**Task:**
Every line containing the word "coordinates" is to be copied from the data below.

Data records
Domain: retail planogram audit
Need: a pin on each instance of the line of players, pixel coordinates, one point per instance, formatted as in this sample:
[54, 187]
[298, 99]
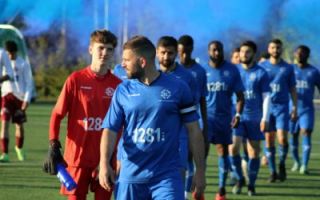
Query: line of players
[152, 106]
[262, 92]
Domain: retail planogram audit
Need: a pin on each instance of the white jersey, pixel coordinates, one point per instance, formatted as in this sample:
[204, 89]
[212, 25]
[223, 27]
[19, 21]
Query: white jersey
[5, 65]
[21, 86]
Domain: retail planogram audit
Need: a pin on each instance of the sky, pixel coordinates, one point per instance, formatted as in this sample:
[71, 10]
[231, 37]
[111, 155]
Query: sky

**Finished task:**
Need: a pin on each instance of the line of players, pixel coordinates, one point per instance, formatted as in this sample:
Need: a pin on each instance of the white jersey, pixel coordinates, one point per instance, formatted as in this sample:
Need: a pin on each instance of the sky, pixel coordinates, one point per instance, formatted as in this sample:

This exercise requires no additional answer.